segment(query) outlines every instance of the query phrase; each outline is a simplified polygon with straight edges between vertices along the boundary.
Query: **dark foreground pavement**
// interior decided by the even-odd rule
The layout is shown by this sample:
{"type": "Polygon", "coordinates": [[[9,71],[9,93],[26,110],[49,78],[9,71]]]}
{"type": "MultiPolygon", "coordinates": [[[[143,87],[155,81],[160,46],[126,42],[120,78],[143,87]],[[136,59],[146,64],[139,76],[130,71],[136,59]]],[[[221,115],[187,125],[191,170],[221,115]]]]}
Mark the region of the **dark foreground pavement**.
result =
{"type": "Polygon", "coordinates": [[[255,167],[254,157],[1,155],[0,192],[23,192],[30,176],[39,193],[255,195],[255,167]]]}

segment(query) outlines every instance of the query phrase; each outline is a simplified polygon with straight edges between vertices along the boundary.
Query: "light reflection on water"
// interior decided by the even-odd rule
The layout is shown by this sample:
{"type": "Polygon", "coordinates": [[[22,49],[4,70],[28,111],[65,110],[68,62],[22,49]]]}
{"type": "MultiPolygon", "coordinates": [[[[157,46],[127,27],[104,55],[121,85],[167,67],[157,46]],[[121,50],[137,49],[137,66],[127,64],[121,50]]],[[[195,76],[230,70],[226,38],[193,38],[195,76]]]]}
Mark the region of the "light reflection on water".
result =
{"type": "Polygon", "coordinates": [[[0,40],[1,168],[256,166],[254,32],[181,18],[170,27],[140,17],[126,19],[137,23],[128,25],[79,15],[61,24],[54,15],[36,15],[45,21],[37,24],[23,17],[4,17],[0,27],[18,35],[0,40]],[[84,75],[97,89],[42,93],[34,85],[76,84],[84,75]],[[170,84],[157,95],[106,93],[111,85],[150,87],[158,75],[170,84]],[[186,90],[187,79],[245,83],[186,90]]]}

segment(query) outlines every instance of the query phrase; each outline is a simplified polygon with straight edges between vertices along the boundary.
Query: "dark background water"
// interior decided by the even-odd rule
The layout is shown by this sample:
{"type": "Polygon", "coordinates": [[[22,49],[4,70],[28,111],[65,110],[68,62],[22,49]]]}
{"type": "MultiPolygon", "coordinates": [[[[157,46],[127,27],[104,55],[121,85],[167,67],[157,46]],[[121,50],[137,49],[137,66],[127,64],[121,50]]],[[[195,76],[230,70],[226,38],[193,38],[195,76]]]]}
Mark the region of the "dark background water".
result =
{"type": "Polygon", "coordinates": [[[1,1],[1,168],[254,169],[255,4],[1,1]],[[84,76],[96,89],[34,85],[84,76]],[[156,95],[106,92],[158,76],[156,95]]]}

GIVEN REQUEST =
Locate each line in the entries above that contains the word "dark" and copy those lines. Case counts.

RESULT =
Query: **dark foreground pavement**
Mark the region of the **dark foreground pavement**.
Query: "dark background water"
Mark the region of the "dark background water".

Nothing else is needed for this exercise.